→ PROBLEM REQUIREMENTS
Reproduce the data below verbatim, starting at the line containing "forested hill -> box" and continuing through the end of the data.
======== DATASET EXCERPTS
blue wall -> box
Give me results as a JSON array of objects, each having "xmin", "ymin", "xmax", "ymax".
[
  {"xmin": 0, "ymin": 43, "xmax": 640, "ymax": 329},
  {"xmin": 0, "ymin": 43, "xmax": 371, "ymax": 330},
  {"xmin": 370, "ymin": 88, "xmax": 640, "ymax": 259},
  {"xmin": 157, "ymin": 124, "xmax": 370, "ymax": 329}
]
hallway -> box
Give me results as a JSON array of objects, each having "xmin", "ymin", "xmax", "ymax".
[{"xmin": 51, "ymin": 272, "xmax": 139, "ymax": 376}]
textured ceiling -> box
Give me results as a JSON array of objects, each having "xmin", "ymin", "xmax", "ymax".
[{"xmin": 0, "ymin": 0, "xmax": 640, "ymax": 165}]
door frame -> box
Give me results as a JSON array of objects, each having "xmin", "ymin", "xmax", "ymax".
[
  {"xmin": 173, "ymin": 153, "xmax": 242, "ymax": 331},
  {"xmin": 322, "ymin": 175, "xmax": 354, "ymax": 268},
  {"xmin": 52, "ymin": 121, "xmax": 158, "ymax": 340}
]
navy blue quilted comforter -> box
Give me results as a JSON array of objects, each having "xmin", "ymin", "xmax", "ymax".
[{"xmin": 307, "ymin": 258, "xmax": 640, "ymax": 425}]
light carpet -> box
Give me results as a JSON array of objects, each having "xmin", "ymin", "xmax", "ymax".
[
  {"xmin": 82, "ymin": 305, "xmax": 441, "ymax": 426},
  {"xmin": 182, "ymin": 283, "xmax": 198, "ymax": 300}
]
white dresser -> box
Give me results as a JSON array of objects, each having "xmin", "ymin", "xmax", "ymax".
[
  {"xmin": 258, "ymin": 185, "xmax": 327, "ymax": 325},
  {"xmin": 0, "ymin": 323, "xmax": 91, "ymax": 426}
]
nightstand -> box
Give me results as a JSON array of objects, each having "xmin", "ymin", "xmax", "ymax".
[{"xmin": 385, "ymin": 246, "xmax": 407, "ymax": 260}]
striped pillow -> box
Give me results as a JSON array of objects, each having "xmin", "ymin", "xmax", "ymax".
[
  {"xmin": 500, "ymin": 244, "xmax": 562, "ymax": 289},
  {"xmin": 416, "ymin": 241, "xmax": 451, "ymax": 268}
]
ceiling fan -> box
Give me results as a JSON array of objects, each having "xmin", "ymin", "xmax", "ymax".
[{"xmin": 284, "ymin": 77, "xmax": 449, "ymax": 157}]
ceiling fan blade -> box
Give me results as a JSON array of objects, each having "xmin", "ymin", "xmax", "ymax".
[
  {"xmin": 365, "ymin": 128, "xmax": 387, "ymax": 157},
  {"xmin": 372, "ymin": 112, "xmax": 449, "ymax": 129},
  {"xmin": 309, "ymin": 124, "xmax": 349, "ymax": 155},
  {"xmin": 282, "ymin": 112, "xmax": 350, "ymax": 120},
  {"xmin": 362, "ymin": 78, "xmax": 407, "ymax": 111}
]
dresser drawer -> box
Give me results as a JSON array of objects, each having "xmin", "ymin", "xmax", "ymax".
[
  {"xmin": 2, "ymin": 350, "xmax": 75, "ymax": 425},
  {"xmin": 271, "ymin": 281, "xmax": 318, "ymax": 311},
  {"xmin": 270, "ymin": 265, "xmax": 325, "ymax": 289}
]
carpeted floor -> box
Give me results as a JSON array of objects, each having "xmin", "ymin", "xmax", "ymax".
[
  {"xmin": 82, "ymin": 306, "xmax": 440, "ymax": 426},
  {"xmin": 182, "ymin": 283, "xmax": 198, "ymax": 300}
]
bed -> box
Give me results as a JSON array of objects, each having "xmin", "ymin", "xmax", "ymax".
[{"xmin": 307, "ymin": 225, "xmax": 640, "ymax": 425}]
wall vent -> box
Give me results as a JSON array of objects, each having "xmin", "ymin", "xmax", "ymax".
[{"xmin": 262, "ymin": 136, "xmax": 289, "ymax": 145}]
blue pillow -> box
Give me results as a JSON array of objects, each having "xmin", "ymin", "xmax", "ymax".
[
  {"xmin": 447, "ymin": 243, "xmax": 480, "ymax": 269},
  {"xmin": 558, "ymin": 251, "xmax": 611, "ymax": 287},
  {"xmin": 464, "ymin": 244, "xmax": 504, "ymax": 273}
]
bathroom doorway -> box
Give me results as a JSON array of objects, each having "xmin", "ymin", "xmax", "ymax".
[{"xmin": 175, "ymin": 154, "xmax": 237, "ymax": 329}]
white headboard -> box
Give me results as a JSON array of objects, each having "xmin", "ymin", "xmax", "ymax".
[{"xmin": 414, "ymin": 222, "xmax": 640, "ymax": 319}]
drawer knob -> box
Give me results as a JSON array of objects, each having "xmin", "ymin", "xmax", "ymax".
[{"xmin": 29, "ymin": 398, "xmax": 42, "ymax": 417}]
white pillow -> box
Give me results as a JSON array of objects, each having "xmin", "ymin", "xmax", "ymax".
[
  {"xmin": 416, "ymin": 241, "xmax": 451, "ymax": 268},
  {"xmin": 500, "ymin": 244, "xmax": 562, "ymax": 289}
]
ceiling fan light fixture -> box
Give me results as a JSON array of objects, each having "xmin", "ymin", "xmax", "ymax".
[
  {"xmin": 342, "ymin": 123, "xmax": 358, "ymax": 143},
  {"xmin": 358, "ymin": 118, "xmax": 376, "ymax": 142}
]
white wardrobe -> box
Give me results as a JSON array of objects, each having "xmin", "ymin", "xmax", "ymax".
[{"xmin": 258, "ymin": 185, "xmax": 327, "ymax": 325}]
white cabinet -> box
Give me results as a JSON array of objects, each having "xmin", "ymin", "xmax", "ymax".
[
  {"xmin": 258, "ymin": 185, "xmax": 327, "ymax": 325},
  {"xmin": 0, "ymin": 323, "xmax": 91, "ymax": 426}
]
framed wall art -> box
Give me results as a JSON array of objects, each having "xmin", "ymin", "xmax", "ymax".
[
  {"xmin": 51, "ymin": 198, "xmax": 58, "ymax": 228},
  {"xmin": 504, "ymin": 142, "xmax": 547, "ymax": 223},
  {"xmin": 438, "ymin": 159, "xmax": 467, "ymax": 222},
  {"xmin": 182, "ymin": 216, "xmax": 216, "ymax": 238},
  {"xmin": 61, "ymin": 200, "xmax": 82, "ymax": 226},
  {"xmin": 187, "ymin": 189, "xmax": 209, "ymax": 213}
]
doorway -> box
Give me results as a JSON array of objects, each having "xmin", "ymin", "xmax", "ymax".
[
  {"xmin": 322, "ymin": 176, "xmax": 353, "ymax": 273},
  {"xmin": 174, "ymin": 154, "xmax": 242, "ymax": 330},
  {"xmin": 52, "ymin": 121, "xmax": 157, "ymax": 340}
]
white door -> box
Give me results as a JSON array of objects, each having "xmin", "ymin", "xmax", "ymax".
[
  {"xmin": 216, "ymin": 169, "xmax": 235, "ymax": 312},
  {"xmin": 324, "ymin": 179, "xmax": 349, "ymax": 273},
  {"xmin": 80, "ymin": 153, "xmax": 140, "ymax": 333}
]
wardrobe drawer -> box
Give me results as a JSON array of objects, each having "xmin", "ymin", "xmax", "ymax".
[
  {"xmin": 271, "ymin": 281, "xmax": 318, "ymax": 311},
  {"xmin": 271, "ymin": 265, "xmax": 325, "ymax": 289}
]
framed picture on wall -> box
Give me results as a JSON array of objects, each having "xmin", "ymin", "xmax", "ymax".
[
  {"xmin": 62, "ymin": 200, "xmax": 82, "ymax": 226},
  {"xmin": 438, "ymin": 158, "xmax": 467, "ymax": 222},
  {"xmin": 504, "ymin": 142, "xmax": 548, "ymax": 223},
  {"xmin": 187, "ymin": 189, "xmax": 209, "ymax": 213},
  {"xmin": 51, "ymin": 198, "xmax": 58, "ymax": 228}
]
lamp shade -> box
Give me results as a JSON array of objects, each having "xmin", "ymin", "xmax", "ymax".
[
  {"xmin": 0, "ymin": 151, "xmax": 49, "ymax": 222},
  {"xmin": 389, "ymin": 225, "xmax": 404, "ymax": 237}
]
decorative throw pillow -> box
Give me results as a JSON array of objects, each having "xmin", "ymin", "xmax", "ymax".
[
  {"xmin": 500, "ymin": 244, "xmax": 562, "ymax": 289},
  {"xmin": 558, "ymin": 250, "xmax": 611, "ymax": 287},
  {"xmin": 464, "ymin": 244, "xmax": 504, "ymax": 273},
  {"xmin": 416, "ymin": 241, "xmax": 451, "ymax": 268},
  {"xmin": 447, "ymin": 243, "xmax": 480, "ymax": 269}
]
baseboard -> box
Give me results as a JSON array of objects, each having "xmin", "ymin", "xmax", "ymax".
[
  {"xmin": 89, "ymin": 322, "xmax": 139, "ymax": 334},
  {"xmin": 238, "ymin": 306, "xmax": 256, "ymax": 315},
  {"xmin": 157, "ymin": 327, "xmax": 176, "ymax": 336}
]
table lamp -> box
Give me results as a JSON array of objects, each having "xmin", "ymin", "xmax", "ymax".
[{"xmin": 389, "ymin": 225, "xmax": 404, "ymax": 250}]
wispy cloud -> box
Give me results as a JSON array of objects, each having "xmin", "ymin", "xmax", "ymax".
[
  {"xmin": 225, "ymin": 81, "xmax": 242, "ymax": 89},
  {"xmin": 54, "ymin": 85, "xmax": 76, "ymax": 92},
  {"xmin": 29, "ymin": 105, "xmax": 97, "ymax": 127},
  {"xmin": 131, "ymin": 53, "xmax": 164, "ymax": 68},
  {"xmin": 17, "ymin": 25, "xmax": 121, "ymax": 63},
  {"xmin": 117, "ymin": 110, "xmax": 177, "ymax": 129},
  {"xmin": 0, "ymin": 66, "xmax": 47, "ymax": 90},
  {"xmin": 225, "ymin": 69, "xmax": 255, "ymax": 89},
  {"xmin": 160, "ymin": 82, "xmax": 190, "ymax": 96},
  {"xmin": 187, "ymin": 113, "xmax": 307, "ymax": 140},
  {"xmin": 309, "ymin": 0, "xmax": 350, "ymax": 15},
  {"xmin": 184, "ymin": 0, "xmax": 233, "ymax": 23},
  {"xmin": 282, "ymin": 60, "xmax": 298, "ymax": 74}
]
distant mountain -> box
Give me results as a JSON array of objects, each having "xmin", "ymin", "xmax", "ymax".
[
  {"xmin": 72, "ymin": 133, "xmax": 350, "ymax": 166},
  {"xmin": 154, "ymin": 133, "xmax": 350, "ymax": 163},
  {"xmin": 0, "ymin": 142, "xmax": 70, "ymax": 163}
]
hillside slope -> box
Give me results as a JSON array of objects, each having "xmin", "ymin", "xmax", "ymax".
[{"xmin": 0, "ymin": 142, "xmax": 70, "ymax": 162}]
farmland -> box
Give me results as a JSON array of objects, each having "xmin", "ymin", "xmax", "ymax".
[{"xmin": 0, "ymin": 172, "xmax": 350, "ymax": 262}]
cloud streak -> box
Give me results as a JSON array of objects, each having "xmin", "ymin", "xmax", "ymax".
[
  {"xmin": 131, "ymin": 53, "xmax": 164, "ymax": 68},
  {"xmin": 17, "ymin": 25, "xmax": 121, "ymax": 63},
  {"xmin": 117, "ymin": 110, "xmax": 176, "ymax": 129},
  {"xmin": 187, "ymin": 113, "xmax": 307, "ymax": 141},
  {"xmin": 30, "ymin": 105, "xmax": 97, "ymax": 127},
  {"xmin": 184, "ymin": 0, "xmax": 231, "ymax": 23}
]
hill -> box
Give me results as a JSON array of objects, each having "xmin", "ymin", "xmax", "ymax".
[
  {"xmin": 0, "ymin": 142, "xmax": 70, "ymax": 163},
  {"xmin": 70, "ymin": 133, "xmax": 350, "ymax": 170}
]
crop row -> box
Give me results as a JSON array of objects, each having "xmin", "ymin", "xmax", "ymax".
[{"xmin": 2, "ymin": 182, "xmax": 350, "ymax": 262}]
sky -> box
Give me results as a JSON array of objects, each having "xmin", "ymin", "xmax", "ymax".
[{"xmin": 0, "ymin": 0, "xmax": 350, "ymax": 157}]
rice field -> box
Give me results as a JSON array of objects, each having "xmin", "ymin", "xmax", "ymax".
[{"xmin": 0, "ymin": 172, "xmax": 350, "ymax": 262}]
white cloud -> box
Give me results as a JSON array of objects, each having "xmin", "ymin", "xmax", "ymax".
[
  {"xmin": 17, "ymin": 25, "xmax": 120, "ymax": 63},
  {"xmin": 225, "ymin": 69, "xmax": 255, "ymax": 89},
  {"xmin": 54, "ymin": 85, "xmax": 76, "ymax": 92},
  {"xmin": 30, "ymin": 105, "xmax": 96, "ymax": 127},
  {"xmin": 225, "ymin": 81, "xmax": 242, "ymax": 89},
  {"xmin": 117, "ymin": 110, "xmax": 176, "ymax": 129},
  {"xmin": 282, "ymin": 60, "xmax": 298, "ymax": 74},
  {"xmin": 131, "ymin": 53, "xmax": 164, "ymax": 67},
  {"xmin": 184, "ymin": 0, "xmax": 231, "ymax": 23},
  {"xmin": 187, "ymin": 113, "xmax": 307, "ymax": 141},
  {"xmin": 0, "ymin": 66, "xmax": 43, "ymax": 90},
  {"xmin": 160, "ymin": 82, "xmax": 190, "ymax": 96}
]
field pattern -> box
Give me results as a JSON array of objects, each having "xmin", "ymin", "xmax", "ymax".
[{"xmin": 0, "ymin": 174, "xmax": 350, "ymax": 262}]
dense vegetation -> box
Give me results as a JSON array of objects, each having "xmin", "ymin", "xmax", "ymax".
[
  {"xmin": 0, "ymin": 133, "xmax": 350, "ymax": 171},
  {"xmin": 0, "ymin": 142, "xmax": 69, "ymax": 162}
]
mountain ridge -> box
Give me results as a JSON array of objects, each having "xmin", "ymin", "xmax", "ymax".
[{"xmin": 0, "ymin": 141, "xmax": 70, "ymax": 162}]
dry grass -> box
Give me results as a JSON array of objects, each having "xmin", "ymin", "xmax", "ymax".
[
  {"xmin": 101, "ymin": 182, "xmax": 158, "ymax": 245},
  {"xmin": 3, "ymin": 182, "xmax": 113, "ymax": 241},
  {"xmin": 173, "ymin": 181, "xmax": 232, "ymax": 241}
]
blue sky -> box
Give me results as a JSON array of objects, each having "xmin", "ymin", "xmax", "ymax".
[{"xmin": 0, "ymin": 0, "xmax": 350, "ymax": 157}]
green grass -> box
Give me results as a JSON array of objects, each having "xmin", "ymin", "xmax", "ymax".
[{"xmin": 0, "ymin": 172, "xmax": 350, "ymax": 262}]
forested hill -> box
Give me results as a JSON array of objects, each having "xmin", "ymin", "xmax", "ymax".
================
→ FINISHED EXERCISE
forested hill -> box
Give me results as a JSON array of objects, each having "xmin", "ymin", "xmax", "ymax".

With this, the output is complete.